Exercise prompt: Which lines in the records below contain the word "foliage"? Copy each of those lines.

* * * * * * *

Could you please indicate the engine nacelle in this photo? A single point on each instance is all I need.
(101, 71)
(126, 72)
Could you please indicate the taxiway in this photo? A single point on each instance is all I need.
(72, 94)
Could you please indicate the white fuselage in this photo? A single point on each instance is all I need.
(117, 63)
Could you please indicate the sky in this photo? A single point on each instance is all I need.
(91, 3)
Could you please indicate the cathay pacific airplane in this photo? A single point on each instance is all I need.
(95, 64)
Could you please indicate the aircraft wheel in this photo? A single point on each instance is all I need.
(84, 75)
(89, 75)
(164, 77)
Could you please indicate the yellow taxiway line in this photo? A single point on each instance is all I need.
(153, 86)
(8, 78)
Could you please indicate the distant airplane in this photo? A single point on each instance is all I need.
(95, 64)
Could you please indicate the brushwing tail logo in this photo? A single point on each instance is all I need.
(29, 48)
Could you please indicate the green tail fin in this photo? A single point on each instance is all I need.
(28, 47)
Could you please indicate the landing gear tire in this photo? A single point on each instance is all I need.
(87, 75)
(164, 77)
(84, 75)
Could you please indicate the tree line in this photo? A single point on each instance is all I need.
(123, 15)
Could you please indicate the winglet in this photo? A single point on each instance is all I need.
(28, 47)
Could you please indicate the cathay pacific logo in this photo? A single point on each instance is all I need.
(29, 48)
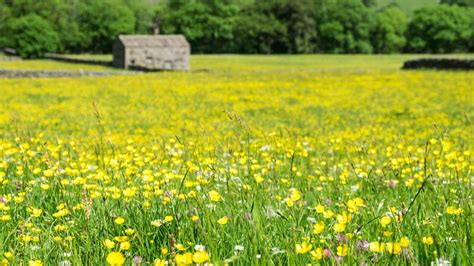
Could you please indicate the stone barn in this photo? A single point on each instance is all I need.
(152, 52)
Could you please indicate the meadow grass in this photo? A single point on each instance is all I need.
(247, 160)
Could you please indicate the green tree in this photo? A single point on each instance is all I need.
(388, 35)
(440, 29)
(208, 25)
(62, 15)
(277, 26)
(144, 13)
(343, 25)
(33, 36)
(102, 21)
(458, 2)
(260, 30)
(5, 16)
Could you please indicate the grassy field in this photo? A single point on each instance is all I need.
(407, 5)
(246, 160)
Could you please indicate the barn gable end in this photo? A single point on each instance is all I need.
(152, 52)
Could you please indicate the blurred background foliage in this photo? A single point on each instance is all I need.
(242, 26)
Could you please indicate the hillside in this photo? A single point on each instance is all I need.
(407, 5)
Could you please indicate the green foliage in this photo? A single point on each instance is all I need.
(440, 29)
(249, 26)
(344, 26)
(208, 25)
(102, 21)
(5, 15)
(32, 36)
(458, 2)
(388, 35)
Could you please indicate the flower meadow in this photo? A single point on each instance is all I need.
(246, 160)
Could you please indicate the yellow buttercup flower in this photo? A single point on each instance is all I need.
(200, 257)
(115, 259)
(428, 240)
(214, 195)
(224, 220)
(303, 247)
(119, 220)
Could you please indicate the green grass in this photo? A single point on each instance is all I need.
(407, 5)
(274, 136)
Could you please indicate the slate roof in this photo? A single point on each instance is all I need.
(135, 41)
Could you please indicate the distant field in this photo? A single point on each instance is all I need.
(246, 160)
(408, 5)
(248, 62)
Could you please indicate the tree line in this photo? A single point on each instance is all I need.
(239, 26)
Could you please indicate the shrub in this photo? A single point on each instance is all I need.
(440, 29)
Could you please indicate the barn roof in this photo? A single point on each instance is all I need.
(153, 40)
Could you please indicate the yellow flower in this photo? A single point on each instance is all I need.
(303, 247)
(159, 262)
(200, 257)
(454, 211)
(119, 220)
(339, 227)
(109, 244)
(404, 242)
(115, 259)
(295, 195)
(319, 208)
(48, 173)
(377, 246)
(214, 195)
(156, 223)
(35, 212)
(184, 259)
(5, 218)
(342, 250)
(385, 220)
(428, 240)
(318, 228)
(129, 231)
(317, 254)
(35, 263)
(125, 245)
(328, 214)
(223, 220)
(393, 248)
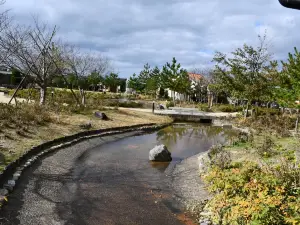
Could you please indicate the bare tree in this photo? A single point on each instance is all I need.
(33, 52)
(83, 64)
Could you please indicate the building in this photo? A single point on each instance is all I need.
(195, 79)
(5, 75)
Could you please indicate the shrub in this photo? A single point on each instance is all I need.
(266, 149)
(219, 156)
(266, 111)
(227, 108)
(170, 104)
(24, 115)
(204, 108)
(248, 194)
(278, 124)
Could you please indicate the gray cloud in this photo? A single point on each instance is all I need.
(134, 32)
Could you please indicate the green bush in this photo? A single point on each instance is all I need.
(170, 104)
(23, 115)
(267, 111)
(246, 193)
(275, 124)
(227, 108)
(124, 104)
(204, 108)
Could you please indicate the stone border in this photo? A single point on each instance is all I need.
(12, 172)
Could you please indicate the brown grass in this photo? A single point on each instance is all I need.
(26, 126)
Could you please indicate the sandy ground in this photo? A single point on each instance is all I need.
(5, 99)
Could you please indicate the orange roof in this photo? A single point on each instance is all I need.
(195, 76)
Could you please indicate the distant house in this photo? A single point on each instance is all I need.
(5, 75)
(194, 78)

* * * * * * *

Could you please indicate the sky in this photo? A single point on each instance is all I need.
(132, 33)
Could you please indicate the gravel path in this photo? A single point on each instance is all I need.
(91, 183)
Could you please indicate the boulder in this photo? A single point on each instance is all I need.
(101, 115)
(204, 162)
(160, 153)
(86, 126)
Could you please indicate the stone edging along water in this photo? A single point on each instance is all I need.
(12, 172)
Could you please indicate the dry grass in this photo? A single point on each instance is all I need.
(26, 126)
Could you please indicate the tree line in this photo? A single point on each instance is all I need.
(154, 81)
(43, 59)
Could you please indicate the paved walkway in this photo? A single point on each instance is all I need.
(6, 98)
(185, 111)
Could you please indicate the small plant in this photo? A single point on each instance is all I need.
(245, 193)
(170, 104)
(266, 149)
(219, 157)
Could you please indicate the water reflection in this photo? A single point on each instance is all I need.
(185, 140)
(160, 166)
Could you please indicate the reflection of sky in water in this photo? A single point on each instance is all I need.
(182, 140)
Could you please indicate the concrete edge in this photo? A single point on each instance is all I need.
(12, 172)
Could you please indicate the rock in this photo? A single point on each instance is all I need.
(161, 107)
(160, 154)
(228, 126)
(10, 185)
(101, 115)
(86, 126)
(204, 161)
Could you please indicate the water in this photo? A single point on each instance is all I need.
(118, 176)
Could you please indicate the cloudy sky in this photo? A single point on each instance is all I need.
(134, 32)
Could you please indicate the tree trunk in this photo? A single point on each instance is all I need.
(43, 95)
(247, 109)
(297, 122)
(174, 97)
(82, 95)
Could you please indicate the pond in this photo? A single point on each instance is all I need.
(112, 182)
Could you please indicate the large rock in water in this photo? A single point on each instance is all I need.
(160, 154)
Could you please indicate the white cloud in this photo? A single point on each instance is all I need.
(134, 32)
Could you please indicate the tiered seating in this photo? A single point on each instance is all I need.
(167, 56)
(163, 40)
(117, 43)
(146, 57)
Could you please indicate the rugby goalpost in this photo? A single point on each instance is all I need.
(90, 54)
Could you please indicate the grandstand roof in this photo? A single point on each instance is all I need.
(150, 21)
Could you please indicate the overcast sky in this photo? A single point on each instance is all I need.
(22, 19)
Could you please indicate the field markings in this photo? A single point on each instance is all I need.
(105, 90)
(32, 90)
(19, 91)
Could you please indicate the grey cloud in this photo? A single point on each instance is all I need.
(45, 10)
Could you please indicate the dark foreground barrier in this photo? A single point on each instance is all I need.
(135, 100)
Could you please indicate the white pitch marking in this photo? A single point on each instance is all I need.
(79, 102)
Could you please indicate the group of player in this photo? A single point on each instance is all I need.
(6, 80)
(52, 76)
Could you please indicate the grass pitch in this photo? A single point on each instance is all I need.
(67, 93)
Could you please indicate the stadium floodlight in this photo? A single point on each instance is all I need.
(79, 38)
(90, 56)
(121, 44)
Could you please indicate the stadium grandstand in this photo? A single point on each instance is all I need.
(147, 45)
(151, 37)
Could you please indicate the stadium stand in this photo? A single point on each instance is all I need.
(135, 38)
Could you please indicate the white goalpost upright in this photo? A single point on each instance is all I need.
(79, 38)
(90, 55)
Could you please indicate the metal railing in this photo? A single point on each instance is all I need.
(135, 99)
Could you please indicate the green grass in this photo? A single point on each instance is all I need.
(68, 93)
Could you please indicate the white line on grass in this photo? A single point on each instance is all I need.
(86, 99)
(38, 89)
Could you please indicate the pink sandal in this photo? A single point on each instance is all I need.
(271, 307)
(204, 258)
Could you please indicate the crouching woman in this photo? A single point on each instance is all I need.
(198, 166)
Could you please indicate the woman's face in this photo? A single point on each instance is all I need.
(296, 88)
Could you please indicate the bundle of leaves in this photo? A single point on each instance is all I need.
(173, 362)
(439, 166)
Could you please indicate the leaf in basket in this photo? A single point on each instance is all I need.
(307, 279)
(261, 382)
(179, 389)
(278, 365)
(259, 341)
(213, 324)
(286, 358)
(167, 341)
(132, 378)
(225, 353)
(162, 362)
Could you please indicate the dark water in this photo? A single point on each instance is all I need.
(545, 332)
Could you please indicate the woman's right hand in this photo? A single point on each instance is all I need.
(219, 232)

* * * * * * *

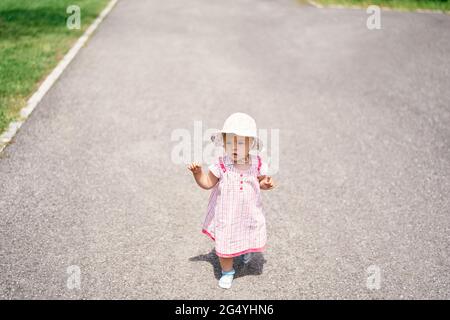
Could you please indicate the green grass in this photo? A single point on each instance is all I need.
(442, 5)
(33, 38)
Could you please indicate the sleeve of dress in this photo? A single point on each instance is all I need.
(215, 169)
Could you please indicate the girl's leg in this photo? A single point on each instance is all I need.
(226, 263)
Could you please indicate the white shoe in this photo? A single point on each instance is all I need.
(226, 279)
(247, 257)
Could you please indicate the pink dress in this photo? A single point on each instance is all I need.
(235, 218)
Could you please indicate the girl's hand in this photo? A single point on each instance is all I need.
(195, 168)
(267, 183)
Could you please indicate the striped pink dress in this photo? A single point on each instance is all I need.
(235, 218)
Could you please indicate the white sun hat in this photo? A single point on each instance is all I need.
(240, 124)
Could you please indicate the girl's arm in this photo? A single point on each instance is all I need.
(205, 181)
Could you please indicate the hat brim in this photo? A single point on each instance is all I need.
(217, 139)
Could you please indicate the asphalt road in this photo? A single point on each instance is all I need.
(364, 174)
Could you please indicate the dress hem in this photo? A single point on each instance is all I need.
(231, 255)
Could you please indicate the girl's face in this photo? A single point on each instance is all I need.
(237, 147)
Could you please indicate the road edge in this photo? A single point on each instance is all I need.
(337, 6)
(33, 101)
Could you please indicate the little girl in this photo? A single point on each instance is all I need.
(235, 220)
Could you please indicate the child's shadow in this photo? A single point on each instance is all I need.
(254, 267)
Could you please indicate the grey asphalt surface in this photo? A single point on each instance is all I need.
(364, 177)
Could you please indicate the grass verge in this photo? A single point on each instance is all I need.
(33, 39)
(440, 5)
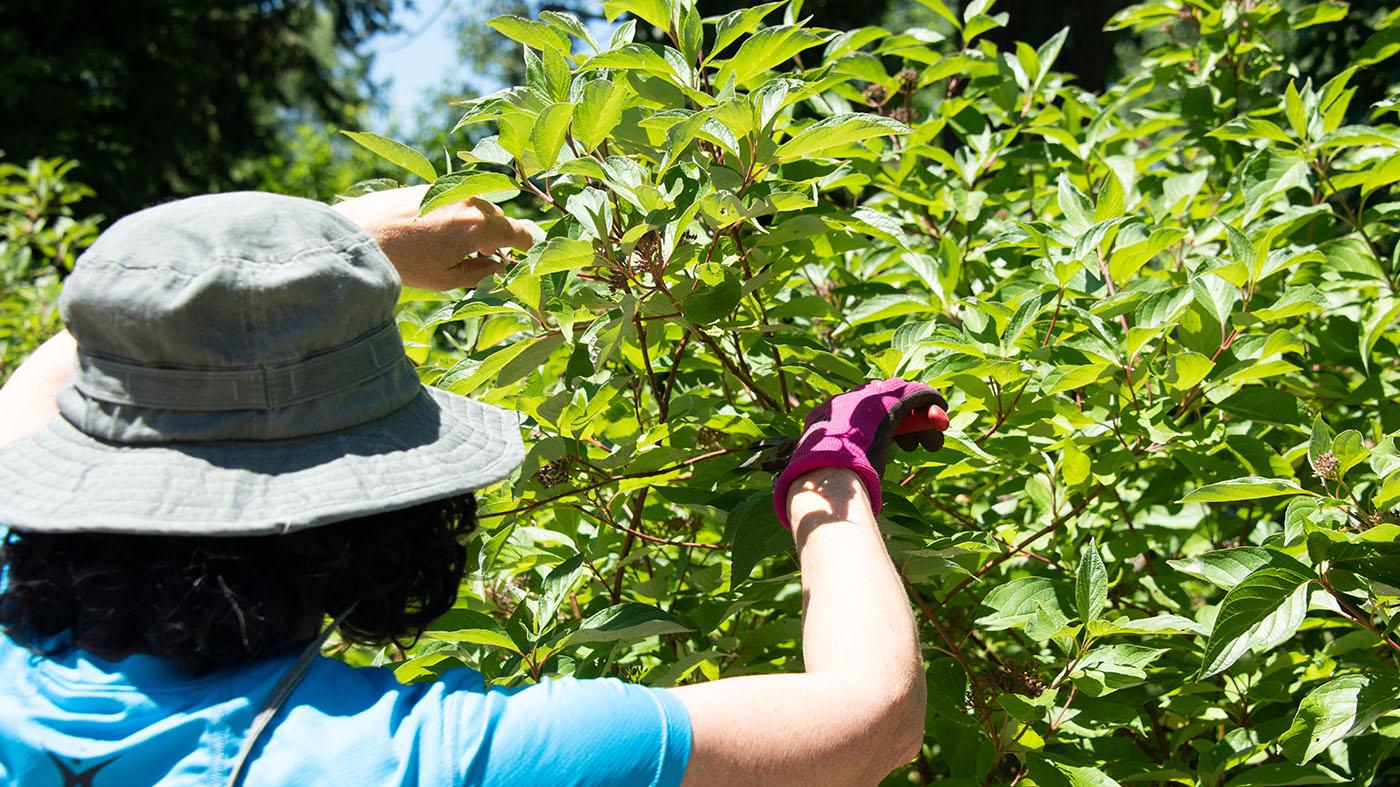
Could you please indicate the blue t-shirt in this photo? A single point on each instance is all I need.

* * * * * * *

Reply:
Could you please indicate the blurred background foliage in this photo? A single point on each instance is all I need.
Could you please indicate the green foliage in this photo? A single point on each instance is all I need.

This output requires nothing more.